Copy the whole listing below, word for word, every line from first to last.

· · · · ·

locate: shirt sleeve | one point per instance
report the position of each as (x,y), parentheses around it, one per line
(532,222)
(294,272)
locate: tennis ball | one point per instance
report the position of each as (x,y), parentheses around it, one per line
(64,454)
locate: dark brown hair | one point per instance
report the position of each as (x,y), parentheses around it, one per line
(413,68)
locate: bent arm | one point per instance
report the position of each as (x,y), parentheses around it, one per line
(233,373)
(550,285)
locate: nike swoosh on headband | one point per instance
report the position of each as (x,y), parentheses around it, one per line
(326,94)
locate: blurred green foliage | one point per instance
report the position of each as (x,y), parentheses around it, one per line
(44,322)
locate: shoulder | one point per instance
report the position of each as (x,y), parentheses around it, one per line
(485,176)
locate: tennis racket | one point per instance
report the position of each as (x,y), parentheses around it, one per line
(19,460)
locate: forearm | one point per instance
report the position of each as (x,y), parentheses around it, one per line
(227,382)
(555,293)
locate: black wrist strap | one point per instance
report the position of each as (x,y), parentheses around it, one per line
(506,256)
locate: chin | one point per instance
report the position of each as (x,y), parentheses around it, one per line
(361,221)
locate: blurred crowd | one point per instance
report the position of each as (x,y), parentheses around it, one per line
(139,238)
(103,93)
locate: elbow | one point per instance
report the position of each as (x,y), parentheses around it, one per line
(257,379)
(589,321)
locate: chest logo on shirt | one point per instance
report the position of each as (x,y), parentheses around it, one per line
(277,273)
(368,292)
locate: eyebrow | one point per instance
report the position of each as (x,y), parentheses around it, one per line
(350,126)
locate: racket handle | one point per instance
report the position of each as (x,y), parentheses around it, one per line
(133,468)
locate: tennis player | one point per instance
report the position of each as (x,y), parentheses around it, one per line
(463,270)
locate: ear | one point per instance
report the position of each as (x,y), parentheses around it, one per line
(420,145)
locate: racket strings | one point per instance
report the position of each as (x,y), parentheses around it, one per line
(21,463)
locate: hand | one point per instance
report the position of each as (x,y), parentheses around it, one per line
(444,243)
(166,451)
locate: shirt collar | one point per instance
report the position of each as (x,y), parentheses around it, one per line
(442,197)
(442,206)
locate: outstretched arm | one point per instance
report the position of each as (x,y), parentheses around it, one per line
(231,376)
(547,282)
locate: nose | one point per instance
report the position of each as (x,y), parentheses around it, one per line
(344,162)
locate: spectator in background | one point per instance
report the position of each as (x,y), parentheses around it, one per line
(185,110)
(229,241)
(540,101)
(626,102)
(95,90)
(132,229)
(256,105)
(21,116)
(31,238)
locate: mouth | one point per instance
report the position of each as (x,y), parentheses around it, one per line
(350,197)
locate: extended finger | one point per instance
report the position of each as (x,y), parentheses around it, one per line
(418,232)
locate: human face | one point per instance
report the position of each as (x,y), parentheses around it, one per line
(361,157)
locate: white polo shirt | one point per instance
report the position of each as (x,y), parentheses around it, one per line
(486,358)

· · · · ·

SOLUTION TO THE EXERCISE>
locate: shirt sleeve | one point per instance
report the position of each as (x,y), parentheses around it, one per line
(532,222)
(294,272)
locate: tennis ball | one point per instance
report the position of each as (x,y), parentheses around it, one per line
(64,454)
locate: dark brown hair | one point per instance
report the position of each as (x,y), parentheses around it, one per line
(413,68)
locate: bent arm | one point per instance
report the position of each as (x,y), parentheses around it, one per line
(233,373)
(550,285)
locate: nike swoosh on headband | one point per instance
report the position of each as (x,y), parentheses around it, one per line
(326,94)
locate: blurred green foliage | one point per instance
report the position of each as (x,y), parentheses around it, one per line
(44,322)
locate: shoulder | one point per instance
report the position of each as (x,y), parentheses around it, one per line
(485,176)
locate: tennis racket | one point per instance
report the position of each as (x,y), parentheses around it, one per line
(19,460)
locate: forearm | one point per instance
report the position of each as (x,y), parentheses around it, one per line
(227,382)
(555,293)
locate: black wrist strap | one point per instance
report the position of each as (x,y), parentheses around it, one per line
(506,256)
locate: chin | one point per instance
report the position of each as (x,y), parentheses around it, one per line
(361,221)
locate: blurred crowd | one point per instance
report the position of each as (x,y), parentheses around it, one per line
(139,238)
(103,93)
locate: elbow | one point per instance
report the position of each as (x,y), parentheses around it, one per line
(257,379)
(589,321)
locate: chest logo on shirt | one point per instance
report the position of each as (x,y), parentheses around it, one per line
(277,273)
(368,292)
locate: eyebrow | one point per instance
report the position of each as (x,y), parentheses around it, one per line
(350,126)
locate: racket handle | one point per instance
report the position of each as (x,y), parentheses around it, one per line
(133,468)
locate: tennis player | one point per instance
report the position of each as (x,y), parentheses around it, one per line
(463,270)
locate: ear | one point per instance
report the position of each as (x,y), parentheses around it, one per line
(420,145)
locate: racket strings | one point per instance
report the position of each as (x,y), parentheses around it, one per line
(21,463)
locate: hand | one point per instance
report the position of each as (x,y), parentheses around it, one per line
(444,243)
(166,451)
locate: shirt collar | one point per instance
report the position of each as (x,y), parentheses around it, one per line
(442,197)
(442,206)
locate: outstretched arm | one point per instance
report the position of each as (x,y), parentheses around it, one per line
(231,376)
(547,282)
locate: nose | one point per instance
report the position of each as (x,y), parentheses around it, one per line
(344,162)
locate: spectator in background | one point per instance
report the position of each as (x,y), parentheses around it, one per line
(185,110)
(229,241)
(540,101)
(626,102)
(95,90)
(132,229)
(256,105)
(21,116)
(31,238)
locate: mouth | one point per instance
report the position of each as (x,y), parentheses around it, one per line
(350,197)
locate: extended finger | one point per instance
report the position of each as (x,y), parentheses around it, one per line
(418,232)
locate: human face | one point per instance
report the position of each as (x,y), parentheses around it, one per line
(361,157)
locate: white polo shirt | one point per instance
report the position of each as (x,y), parentheses around it, one per line
(486,358)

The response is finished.